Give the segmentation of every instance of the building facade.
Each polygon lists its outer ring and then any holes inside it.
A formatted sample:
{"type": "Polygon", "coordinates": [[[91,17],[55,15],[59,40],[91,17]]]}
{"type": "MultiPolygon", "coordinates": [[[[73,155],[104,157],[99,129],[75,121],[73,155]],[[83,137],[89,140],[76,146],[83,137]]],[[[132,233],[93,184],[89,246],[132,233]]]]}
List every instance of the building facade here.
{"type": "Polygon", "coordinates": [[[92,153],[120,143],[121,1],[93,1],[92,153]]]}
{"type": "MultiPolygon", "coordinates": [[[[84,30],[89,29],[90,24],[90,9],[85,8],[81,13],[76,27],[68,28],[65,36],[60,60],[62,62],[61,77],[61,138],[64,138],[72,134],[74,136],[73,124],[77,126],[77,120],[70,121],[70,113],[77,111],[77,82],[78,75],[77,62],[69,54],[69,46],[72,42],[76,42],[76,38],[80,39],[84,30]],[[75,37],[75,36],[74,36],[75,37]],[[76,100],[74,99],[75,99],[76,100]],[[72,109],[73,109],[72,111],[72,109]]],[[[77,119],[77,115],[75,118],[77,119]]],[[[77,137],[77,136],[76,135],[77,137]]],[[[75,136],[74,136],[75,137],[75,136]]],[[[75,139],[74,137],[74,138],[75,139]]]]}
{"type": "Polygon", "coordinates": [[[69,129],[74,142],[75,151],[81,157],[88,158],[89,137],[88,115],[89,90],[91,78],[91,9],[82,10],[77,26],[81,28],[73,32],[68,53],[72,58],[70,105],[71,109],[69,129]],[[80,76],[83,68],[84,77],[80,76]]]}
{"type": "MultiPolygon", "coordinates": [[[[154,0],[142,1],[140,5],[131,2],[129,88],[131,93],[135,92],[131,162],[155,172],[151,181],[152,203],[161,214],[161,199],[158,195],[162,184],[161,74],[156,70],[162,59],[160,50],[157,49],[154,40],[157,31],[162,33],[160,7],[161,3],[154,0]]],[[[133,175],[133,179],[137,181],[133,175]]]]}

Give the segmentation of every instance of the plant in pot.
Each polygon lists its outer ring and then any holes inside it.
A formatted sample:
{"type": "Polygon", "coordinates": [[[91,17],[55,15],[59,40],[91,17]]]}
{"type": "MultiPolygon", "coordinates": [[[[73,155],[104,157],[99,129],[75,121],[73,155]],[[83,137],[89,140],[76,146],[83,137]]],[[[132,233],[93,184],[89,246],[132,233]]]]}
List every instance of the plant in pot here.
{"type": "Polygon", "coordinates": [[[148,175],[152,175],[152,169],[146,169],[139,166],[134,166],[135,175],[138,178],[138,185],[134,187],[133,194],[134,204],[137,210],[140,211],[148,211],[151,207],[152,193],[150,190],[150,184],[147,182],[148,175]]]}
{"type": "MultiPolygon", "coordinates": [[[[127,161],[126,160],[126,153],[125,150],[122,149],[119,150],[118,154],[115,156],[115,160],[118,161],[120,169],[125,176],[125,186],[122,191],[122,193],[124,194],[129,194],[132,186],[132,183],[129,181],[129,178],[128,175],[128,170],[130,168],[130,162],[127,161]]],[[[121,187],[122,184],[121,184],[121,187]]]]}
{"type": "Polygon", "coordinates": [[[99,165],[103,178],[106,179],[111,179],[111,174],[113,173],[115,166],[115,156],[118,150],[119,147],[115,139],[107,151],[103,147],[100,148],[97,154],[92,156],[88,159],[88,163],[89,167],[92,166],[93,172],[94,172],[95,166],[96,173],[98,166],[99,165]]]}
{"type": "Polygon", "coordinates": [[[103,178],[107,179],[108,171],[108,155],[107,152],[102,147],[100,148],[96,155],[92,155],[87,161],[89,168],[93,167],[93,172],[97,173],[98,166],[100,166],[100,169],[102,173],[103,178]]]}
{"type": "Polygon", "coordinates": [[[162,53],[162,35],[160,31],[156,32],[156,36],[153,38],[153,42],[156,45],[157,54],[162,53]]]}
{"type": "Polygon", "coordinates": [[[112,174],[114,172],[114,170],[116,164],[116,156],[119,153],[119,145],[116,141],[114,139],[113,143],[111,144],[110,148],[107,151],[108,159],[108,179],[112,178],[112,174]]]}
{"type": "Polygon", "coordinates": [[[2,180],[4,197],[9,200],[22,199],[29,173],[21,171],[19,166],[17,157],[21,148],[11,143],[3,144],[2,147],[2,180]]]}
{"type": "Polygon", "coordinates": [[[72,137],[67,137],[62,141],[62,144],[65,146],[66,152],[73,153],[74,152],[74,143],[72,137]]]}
#####
◆ **What is being asked**
Can you output every line of the material above as one numbered list, leaving out any blank lines?

◆ **Solution to this exercise**
1. Give the segmentation of every instance of the building facade.
2. Each polygon lists its outer ring and then any holes inside it.
3. A formatted sample:
4. {"type": "Polygon", "coordinates": [[[91,17],[55,15],[59,40],[91,17]]]}
5. {"type": "MultiPolygon", "coordinates": [[[[73,155],[104,157],[99,129],[75,121],[73,155]],[[83,137],[89,140],[76,146],[83,137]]],[[[132,233],[93,184],[89,246],[132,233]]]]}
6. List every instance of the building facade here.
7. {"type": "Polygon", "coordinates": [[[92,153],[120,143],[121,1],[93,1],[92,153]]]}
8. {"type": "MultiPolygon", "coordinates": [[[[84,30],[89,29],[90,24],[90,9],[85,8],[81,13],[76,27],[68,28],[65,36],[60,60],[62,62],[61,77],[61,138],[64,138],[72,134],[74,136],[73,124],[77,126],[77,120],[70,121],[70,113],[77,111],[77,82],[78,75],[77,62],[69,54],[69,46],[72,42],[76,42],[76,38],[80,39],[84,30]],[[75,37],[75,36],[74,36],[75,37]],[[76,100],[74,99],[75,99],[76,100]],[[72,109],[73,109],[72,111],[72,109]]],[[[77,119],[77,115],[75,118],[77,119]]],[[[77,137],[77,136],[76,135],[77,137]]],[[[75,136],[74,136],[75,137],[75,136]]],[[[75,139],[74,137],[74,138],[75,139]]]]}
9. {"type": "Polygon", "coordinates": [[[69,129],[74,142],[75,151],[81,157],[88,158],[89,137],[88,115],[89,90],[91,78],[91,9],[82,10],[77,26],[81,28],[73,32],[68,53],[72,58],[70,105],[71,109],[69,129]],[[80,76],[83,68],[84,77],[80,76]]]}
10. {"type": "MultiPolygon", "coordinates": [[[[154,0],[142,1],[140,5],[131,2],[129,88],[131,93],[135,92],[131,162],[155,172],[151,181],[152,203],[161,214],[161,199],[158,195],[162,184],[161,74],[156,70],[162,59],[160,50],[157,49],[154,40],[157,31],[162,33],[160,7],[161,3],[154,0]]],[[[133,175],[133,179],[137,181],[133,175]]]]}
11. Give the segmentation of every instance of the plant in pot.
12. Each polygon lists its outer ring and then any holes inside it.
13. A formatted sample:
14. {"type": "Polygon", "coordinates": [[[91,17],[55,15],[59,40],[91,17]]]}
15. {"type": "MultiPolygon", "coordinates": [[[[73,155],[104,157],[99,129],[75,121],[73,155]],[[83,137],[89,140],[76,146],[83,137]]],[[[132,233],[93,184],[89,246],[132,233]]]]}
16. List every instance of the plant in pot here.
17. {"type": "Polygon", "coordinates": [[[148,175],[152,175],[152,169],[146,169],[139,166],[134,166],[135,175],[138,178],[138,185],[134,187],[133,194],[134,204],[137,210],[140,211],[148,211],[151,207],[152,193],[150,190],[150,184],[147,182],[148,175]]]}
18. {"type": "MultiPolygon", "coordinates": [[[[127,161],[126,160],[126,153],[125,150],[122,149],[119,150],[118,154],[115,156],[115,160],[118,161],[120,169],[125,176],[125,186],[122,191],[122,193],[124,194],[129,194],[132,186],[132,183],[129,181],[129,178],[128,175],[128,170],[130,168],[130,162],[127,161]]],[[[121,187],[122,184],[121,184],[121,187]]]]}
19. {"type": "Polygon", "coordinates": [[[99,165],[103,178],[106,179],[111,179],[111,174],[113,173],[115,166],[115,156],[118,150],[119,147],[115,139],[107,151],[103,147],[100,148],[97,154],[92,156],[88,159],[88,163],[89,167],[92,166],[93,172],[94,172],[95,166],[96,173],[98,166],[99,165]]]}
20. {"type": "Polygon", "coordinates": [[[103,178],[107,179],[108,171],[108,155],[107,152],[102,147],[100,148],[96,155],[92,155],[87,161],[89,168],[93,167],[93,172],[97,173],[98,166],[100,166],[100,169],[102,173],[103,178]]]}
21. {"type": "Polygon", "coordinates": [[[162,53],[162,35],[160,31],[156,32],[156,36],[153,38],[153,42],[156,45],[157,54],[162,53]]]}
22. {"type": "Polygon", "coordinates": [[[112,174],[114,172],[114,170],[116,164],[116,156],[119,153],[119,145],[116,141],[114,139],[113,143],[111,144],[110,148],[107,151],[108,159],[108,179],[112,178],[112,174]]]}
23. {"type": "Polygon", "coordinates": [[[2,180],[4,197],[9,200],[22,199],[29,173],[21,171],[19,166],[17,157],[21,148],[11,143],[3,144],[2,147],[2,180]]]}
24. {"type": "Polygon", "coordinates": [[[72,137],[67,137],[62,141],[62,144],[65,146],[66,152],[73,153],[74,152],[74,143],[72,137]]]}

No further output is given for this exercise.